___ Data records

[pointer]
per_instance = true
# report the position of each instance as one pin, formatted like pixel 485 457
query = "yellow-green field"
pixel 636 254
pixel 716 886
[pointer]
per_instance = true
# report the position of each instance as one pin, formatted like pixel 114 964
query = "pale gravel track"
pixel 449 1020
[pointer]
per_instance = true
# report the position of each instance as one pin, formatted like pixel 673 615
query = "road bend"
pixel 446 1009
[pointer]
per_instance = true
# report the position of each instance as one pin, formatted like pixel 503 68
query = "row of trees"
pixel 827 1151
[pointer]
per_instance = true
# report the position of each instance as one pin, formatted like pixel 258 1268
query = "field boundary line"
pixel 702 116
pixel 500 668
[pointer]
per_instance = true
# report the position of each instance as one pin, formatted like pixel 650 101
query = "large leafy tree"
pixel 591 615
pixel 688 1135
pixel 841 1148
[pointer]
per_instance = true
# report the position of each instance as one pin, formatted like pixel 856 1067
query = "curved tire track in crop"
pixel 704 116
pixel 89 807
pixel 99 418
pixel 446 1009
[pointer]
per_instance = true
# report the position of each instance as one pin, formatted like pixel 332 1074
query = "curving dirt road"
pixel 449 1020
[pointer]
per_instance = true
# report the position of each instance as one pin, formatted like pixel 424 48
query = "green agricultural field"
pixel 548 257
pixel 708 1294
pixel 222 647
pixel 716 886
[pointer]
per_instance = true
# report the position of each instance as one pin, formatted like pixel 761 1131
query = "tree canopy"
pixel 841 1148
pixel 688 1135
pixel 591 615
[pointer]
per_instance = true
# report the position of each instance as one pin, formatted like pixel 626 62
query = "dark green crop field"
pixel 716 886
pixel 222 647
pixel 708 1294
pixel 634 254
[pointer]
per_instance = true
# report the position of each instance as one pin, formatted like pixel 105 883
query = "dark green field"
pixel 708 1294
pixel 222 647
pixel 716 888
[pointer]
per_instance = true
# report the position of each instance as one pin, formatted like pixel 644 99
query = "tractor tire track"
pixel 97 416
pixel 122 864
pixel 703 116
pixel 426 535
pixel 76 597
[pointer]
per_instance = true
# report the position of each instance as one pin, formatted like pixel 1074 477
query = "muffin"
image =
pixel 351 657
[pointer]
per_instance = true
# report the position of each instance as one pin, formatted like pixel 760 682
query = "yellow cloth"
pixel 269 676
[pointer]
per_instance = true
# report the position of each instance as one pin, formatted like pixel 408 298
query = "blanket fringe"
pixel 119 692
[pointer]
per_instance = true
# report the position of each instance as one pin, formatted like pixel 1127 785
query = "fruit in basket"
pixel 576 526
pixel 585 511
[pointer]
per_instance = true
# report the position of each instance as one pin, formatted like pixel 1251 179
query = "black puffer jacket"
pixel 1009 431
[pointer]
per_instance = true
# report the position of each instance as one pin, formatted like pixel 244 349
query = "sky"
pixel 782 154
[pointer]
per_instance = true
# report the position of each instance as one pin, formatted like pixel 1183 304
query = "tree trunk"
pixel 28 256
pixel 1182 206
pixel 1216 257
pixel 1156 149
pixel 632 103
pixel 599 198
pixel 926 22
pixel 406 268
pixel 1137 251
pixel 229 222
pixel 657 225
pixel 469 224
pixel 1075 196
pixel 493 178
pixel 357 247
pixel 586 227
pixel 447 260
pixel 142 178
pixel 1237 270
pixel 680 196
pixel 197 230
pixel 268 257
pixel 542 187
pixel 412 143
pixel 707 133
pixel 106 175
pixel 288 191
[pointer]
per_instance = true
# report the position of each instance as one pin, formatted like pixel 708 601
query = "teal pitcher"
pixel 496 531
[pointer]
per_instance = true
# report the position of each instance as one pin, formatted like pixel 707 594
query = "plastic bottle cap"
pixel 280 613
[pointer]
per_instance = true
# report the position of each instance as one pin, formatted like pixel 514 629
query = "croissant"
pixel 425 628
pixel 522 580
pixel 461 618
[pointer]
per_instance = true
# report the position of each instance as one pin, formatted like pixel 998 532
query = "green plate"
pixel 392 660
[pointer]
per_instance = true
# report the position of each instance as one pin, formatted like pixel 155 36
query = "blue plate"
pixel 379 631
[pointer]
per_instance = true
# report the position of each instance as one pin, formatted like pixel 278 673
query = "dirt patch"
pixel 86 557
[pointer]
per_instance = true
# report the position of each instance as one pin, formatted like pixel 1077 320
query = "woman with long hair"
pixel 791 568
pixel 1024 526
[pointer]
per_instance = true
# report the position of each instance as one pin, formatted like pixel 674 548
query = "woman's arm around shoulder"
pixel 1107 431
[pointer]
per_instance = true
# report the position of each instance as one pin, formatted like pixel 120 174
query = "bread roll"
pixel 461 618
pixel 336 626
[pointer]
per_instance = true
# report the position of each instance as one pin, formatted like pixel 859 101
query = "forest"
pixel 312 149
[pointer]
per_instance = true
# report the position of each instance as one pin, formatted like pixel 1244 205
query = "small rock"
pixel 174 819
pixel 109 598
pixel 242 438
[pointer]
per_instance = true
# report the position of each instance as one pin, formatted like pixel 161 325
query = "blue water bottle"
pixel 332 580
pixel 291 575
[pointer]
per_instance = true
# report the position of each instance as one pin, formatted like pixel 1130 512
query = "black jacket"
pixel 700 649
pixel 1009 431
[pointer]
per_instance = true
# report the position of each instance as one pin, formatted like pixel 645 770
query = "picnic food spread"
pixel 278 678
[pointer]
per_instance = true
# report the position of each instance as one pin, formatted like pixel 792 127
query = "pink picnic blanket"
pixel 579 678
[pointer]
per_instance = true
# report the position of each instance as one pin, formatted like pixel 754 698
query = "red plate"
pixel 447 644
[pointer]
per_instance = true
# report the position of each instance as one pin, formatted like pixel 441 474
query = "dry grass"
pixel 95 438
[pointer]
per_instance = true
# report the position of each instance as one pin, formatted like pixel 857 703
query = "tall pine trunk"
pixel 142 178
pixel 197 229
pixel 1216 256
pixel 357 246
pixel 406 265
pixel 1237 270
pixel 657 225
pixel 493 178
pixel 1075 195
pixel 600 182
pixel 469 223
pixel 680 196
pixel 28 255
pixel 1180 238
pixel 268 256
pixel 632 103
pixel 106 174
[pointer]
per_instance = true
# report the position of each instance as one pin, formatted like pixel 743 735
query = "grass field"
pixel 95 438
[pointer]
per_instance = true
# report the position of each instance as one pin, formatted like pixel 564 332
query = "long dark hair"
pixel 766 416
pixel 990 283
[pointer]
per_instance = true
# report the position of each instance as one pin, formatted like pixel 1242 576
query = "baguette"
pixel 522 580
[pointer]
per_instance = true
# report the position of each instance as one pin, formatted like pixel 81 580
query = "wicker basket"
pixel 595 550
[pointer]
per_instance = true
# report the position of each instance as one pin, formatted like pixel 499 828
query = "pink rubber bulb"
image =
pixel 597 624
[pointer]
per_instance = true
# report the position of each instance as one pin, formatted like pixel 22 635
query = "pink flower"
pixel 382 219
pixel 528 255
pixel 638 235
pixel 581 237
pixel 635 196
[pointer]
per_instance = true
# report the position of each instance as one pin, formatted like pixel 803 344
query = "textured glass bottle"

______

Required action:
From the entries above, give again exactly the lines running from the line with "pixel 485 457" to the line with "pixel 761 1131"; include both of those lines.

Answer to this exercise:
# report the position of each instance as one pin, formatted like pixel 485 457
query = "yellow-green field"
pixel 636 254
pixel 716 886
[pointer]
per_instance = true
# report the position of each instance as one pin, formatted like pixel 114 964
query = "pale gravel track"
pixel 449 1020
[pointer]
per_instance = true
# report the position of each instance as one pin, formatted like pixel 673 615
query = "road bend"
pixel 446 1009
[pointer]
per_instance = true
# report the position of each instance as one pin, formatted like pixel 503 68
query = "row of trees"
pixel 827 1151
[pointer]
per_instance = true
# report the position of each instance as one pin, formatted like pixel 258 1268
query = "field boundary line"
pixel 702 116
pixel 500 668
[pointer]
per_instance = true
# report the position of each instance as one pin, formatted like pixel 650 101
query = "large leafy tree"
pixel 591 615
pixel 688 1135
pixel 841 1148
[pointer]
per_instance = true
# report the position of each instance as one pin, formatted like pixel 856 1067
query = "curved tire track in crop"
pixel 704 116
pixel 89 807
pixel 99 418
pixel 446 1009
[pointer]
per_instance = true
# report the position of each instance as one pin, formatted like pixel 332 1074
query = "curving dirt road"
pixel 449 1020
[pointer]
per_instance = true
# report the position of each instance as one pin, formatted like pixel 424 48
query = "green agricultural field"
pixel 548 257
pixel 708 1294
pixel 222 647
pixel 716 886
[pointer]
per_instance = true
# report the position of each instance as one pin, formatted like pixel 761 1131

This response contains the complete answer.